* _Task statement_
Tally the lines of the material that contain the string "covered" and give only that number.
--- Begin Items ---
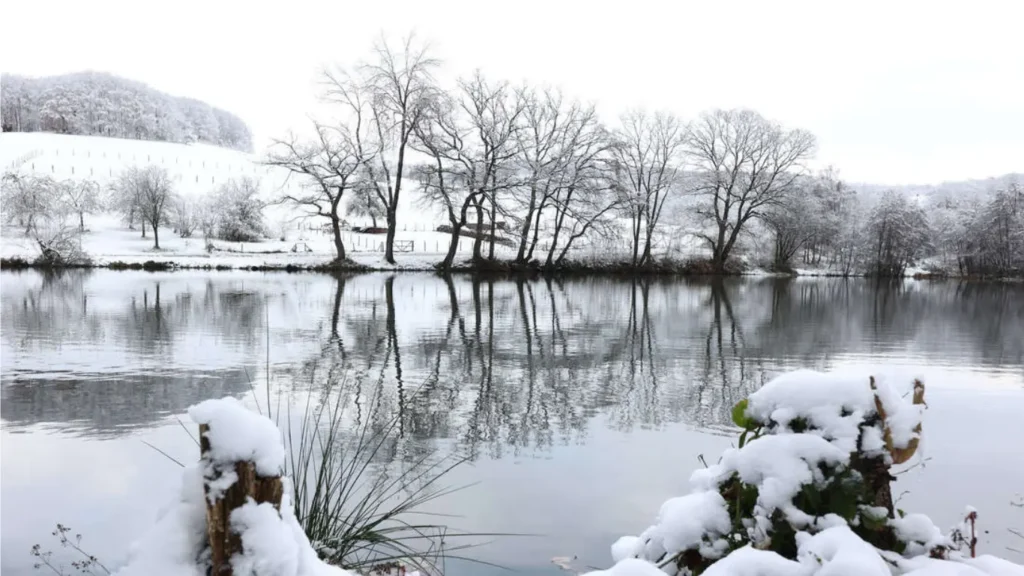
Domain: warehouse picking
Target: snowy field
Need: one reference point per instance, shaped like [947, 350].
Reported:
[198, 170]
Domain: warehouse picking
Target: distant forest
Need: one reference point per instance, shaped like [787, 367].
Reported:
[102, 105]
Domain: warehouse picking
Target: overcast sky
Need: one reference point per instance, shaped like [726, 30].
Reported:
[896, 91]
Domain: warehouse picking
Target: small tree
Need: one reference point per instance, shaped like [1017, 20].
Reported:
[187, 213]
[742, 164]
[146, 192]
[240, 213]
[28, 198]
[366, 204]
[897, 235]
[81, 197]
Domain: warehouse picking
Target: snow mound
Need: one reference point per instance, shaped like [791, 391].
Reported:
[272, 542]
[835, 405]
[238, 434]
[800, 495]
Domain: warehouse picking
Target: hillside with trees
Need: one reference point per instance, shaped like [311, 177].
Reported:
[523, 165]
[103, 105]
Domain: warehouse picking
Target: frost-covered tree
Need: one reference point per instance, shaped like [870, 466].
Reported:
[794, 221]
[80, 197]
[240, 211]
[647, 165]
[742, 165]
[327, 167]
[145, 193]
[186, 214]
[469, 139]
[992, 243]
[897, 234]
[397, 86]
[27, 198]
[365, 203]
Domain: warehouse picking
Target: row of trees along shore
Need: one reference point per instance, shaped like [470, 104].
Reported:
[103, 105]
[51, 212]
[486, 152]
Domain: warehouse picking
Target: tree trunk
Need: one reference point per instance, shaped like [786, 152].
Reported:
[526, 223]
[392, 225]
[339, 247]
[453, 247]
[478, 241]
[494, 223]
[223, 542]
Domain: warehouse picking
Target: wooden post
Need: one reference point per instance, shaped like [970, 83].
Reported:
[223, 542]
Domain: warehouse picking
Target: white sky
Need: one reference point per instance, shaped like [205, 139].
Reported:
[897, 91]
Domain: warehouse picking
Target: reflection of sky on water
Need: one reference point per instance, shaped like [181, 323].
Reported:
[580, 402]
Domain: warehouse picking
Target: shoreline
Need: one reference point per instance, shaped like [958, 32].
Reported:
[486, 268]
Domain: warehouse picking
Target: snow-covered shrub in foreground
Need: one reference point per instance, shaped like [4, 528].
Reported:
[805, 493]
[272, 542]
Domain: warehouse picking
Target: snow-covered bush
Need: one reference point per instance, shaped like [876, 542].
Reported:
[271, 540]
[806, 492]
[240, 211]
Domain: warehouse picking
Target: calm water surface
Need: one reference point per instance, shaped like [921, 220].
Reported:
[582, 405]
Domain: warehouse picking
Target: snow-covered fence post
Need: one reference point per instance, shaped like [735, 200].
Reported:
[242, 457]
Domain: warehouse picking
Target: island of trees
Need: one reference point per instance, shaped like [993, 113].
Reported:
[526, 167]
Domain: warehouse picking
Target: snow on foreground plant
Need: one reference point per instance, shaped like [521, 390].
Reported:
[271, 540]
[805, 493]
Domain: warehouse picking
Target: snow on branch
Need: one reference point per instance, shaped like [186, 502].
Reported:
[805, 493]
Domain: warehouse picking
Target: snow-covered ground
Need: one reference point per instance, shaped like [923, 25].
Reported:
[199, 170]
[108, 240]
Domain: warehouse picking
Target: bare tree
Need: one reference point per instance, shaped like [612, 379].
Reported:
[329, 166]
[365, 204]
[186, 215]
[147, 192]
[80, 197]
[399, 87]
[469, 139]
[240, 210]
[742, 164]
[28, 198]
[548, 140]
[646, 160]
[584, 194]
[794, 220]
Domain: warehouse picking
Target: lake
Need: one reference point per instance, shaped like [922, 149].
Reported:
[581, 405]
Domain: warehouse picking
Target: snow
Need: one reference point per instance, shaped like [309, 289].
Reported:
[238, 434]
[629, 567]
[752, 562]
[919, 532]
[780, 465]
[684, 523]
[626, 546]
[835, 551]
[822, 399]
[272, 542]
[171, 546]
[840, 551]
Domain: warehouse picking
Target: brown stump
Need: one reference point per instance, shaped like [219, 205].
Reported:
[223, 542]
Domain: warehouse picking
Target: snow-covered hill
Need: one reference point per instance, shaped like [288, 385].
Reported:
[199, 170]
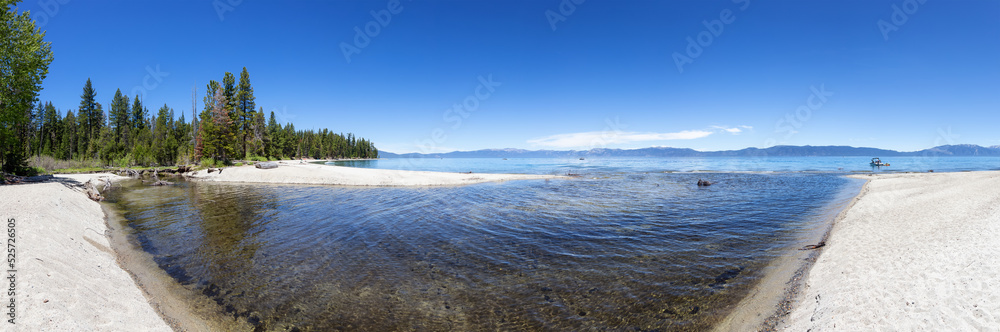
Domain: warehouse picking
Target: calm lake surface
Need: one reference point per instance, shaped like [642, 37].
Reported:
[628, 245]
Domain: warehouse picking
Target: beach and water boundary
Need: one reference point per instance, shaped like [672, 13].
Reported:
[953, 180]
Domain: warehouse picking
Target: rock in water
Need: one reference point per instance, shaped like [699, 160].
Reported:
[266, 165]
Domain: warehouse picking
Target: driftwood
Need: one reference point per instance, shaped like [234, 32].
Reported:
[814, 246]
[266, 165]
[91, 190]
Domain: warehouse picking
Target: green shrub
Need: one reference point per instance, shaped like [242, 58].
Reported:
[209, 163]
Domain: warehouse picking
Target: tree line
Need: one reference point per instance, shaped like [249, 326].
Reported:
[229, 127]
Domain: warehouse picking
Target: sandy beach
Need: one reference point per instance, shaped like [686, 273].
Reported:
[915, 252]
[295, 172]
[67, 275]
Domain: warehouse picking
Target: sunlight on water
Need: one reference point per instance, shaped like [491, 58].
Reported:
[630, 250]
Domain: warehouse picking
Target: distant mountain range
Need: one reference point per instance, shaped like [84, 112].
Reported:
[774, 151]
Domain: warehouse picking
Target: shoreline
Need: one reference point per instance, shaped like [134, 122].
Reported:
[816, 295]
[68, 274]
[296, 172]
[913, 251]
[767, 302]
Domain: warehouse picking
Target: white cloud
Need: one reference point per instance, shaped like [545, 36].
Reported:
[603, 138]
[733, 130]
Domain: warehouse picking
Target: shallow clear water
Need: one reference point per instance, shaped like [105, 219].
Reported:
[682, 164]
[616, 249]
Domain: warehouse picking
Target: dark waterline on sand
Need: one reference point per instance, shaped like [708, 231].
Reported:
[609, 251]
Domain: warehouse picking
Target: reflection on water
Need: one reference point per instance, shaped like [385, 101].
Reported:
[611, 251]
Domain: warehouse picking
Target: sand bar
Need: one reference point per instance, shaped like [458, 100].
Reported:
[67, 275]
[295, 172]
[915, 252]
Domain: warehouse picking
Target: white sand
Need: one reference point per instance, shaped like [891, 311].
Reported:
[294, 172]
[67, 275]
[917, 252]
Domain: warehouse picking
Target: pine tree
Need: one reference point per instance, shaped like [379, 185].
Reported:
[69, 138]
[245, 109]
[88, 113]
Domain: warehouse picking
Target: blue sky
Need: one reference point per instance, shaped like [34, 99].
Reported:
[707, 75]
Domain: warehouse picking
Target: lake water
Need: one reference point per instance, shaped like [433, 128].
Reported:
[630, 245]
[681, 164]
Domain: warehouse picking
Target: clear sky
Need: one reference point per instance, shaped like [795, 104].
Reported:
[547, 74]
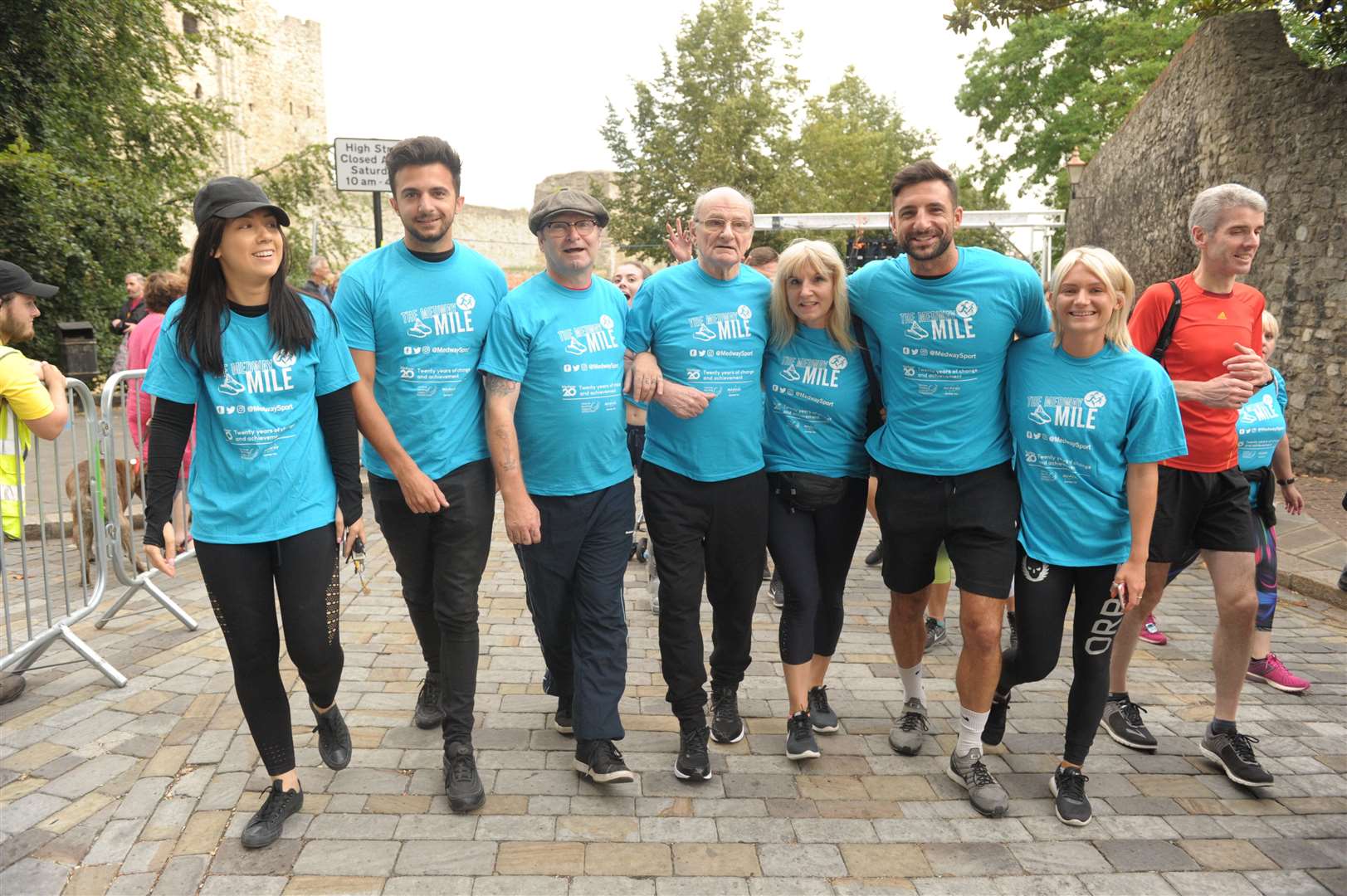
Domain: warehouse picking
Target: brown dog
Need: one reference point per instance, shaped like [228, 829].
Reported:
[84, 516]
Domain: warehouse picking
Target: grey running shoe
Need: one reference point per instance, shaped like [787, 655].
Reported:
[1234, 753]
[1068, 788]
[986, 796]
[936, 634]
[799, 738]
[821, 714]
[1122, 721]
[910, 731]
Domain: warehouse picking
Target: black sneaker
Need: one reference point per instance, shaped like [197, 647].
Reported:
[1068, 788]
[1122, 721]
[726, 725]
[462, 785]
[821, 714]
[333, 738]
[603, 763]
[996, 727]
[264, 827]
[799, 738]
[564, 721]
[694, 763]
[428, 712]
[1234, 753]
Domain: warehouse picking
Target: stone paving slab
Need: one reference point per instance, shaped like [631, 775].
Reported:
[146, 788]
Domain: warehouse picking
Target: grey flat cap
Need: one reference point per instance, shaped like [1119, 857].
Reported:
[566, 201]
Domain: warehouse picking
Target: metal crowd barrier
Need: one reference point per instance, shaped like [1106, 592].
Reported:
[124, 431]
[53, 563]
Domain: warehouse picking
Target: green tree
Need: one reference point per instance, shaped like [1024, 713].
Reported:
[720, 112]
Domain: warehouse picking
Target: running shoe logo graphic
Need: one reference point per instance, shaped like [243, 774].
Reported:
[229, 386]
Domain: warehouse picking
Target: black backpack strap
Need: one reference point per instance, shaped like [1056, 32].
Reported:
[1167, 332]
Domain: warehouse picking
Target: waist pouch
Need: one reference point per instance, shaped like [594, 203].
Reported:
[807, 490]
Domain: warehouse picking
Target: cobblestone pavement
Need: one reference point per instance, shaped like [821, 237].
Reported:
[146, 788]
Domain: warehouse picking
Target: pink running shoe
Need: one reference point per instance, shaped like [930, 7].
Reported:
[1271, 671]
[1150, 632]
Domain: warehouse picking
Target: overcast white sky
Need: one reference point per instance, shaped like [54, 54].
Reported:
[484, 75]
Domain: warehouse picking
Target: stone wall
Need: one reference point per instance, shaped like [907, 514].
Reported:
[1237, 104]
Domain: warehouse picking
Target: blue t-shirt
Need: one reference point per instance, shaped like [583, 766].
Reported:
[261, 470]
[1076, 425]
[564, 349]
[426, 322]
[942, 347]
[707, 334]
[817, 397]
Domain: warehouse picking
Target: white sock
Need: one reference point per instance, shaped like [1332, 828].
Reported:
[970, 731]
[912, 686]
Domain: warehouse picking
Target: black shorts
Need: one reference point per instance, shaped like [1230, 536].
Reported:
[1208, 511]
[975, 515]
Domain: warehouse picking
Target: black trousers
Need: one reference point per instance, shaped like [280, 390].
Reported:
[813, 552]
[713, 531]
[1042, 596]
[439, 558]
[244, 582]
[574, 591]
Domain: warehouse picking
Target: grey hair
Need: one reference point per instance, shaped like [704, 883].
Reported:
[700, 200]
[1213, 201]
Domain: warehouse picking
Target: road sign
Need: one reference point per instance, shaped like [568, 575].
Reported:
[360, 163]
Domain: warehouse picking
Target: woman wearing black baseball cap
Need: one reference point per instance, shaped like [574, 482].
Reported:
[276, 451]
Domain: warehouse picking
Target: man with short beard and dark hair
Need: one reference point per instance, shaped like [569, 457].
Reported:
[943, 319]
[415, 314]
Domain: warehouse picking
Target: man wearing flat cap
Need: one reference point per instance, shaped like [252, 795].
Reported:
[558, 437]
[36, 392]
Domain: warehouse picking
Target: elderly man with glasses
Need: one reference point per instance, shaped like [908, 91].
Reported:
[705, 326]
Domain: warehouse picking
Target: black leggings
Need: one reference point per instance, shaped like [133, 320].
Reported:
[813, 553]
[242, 582]
[1043, 595]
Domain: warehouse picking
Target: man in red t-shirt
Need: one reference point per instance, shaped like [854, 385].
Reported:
[1215, 363]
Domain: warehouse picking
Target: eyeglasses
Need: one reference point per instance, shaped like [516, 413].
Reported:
[717, 226]
[564, 228]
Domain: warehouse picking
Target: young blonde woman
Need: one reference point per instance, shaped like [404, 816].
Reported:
[817, 397]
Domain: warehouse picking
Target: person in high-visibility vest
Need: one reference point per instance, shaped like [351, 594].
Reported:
[32, 401]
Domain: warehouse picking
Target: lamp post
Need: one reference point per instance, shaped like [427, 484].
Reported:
[1075, 170]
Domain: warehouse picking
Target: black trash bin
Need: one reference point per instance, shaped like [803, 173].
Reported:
[78, 349]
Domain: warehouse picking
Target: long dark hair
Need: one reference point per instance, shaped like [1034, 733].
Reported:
[207, 299]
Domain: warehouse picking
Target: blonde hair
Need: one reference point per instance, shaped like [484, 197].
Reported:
[1271, 324]
[1110, 271]
[825, 259]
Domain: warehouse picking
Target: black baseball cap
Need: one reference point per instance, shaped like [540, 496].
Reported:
[15, 279]
[232, 198]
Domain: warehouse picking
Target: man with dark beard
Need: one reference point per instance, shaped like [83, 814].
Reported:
[415, 314]
[943, 319]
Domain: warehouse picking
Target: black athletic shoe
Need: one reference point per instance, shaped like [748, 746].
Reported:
[996, 727]
[726, 725]
[428, 712]
[264, 827]
[821, 714]
[603, 763]
[564, 720]
[1234, 753]
[1122, 721]
[694, 763]
[333, 738]
[799, 738]
[1068, 788]
[462, 785]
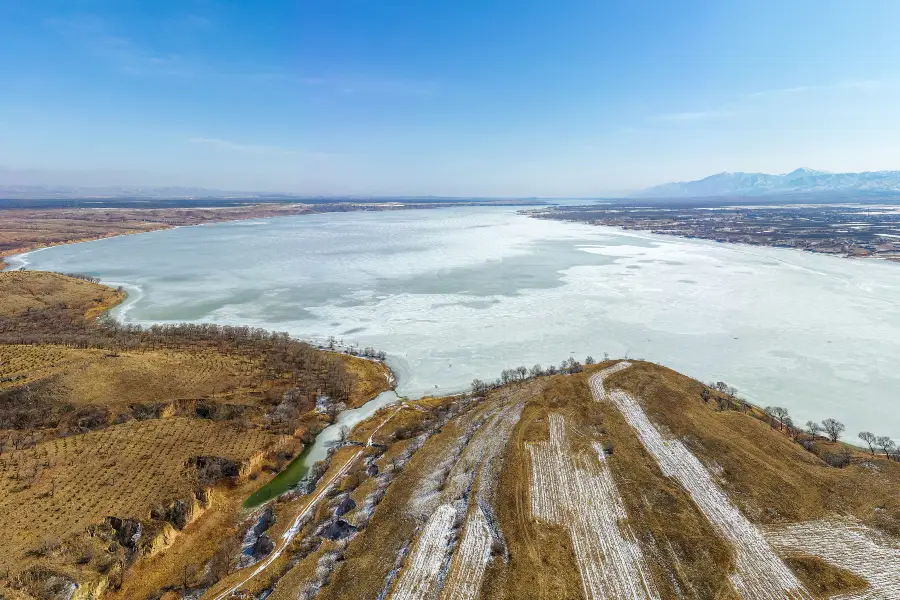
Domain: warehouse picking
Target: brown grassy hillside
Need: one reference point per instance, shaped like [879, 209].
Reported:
[458, 502]
[120, 447]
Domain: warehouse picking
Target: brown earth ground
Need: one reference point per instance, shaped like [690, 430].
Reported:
[768, 474]
[165, 433]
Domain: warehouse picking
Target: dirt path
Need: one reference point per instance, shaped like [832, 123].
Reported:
[295, 527]
[760, 572]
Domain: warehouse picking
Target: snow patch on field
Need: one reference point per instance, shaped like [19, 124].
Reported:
[472, 556]
[573, 493]
[421, 576]
[761, 574]
[849, 545]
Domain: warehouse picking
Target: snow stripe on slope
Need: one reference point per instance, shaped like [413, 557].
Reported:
[761, 574]
[470, 560]
[421, 576]
[849, 545]
[574, 494]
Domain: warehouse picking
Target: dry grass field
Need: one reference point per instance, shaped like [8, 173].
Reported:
[25, 291]
[134, 456]
[531, 490]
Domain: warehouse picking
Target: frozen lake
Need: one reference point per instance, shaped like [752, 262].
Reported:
[455, 294]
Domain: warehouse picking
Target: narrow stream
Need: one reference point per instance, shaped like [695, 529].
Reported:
[318, 450]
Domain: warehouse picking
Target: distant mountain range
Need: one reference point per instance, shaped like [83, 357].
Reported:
[801, 181]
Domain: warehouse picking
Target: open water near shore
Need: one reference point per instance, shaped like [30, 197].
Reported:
[455, 294]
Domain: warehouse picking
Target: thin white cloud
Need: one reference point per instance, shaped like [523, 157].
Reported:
[700, 115]
[867, 84]
[258, 149]
[100, 39]
[239, 147]
[733, 109]
[122, 53]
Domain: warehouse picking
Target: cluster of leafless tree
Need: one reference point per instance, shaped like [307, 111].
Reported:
[82, 277]
[568, 366]
[887, 445]
[309, 372]
[831, 429]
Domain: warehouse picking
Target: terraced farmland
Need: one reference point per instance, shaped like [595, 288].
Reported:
[538, 490]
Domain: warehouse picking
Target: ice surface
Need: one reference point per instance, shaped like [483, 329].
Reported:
[455, 294]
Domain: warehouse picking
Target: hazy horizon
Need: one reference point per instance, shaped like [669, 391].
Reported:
[412, 99]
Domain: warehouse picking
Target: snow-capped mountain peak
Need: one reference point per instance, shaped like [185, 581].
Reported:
[802, 180]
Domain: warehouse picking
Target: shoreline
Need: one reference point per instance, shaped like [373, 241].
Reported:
[546, 215]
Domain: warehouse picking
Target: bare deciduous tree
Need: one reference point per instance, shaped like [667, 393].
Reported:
[833, 429]
[886, 444]
[869, 438]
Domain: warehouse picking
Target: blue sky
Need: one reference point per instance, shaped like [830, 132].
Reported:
[517, 98]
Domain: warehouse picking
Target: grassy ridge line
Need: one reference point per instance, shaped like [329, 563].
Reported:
[47, 460]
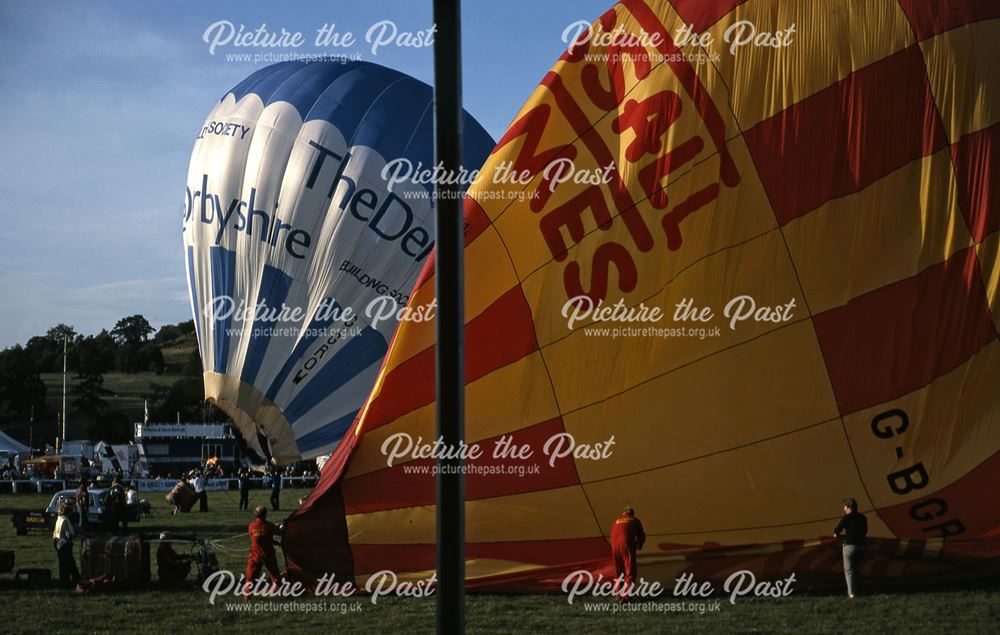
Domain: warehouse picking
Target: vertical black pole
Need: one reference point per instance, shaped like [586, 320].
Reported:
[450, 319]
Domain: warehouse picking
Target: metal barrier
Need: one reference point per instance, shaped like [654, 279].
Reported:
[38, 486]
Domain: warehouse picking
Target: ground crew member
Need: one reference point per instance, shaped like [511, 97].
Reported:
[627, 536]
[262, 554]
[275, 489]
[244, 482]
[854, 526]
[83, 503]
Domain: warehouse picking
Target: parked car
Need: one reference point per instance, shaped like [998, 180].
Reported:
[97, 516]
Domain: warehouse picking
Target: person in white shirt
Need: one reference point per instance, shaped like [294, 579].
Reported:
[199, 490]
[62, 540]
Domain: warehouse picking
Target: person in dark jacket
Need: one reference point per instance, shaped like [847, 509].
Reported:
[115, 504]
[854, 526]
[243, 479]
[275, 489]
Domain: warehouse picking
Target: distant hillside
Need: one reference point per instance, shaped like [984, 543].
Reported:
[177, 388]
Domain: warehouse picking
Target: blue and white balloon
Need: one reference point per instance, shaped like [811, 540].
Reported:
[292, 227]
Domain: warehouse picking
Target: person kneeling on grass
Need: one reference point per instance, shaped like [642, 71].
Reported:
[262, 554]
[854, 525]
[171, 567]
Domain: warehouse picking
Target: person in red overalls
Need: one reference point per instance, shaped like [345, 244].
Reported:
[262, 554]
[627, 536]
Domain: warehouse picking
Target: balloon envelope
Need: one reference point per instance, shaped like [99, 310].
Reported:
[816, 219]
[293, 230]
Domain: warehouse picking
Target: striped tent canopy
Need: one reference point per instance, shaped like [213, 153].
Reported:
[837, 180]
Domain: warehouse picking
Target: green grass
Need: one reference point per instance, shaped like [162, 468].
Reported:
[957, 610]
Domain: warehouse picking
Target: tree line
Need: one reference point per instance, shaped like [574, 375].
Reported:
[131, 346]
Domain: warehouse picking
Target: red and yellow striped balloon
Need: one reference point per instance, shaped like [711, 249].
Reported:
[851, 171]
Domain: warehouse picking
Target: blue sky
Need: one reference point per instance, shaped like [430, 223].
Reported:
[102, 101]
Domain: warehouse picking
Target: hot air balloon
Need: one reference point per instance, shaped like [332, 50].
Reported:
[813, 211]
[293, 226]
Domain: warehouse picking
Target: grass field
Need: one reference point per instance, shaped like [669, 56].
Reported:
[958, 610]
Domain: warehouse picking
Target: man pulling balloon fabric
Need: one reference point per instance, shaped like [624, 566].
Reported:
[627, 536]
[262, 554]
--- End Items ---
* _Result_
6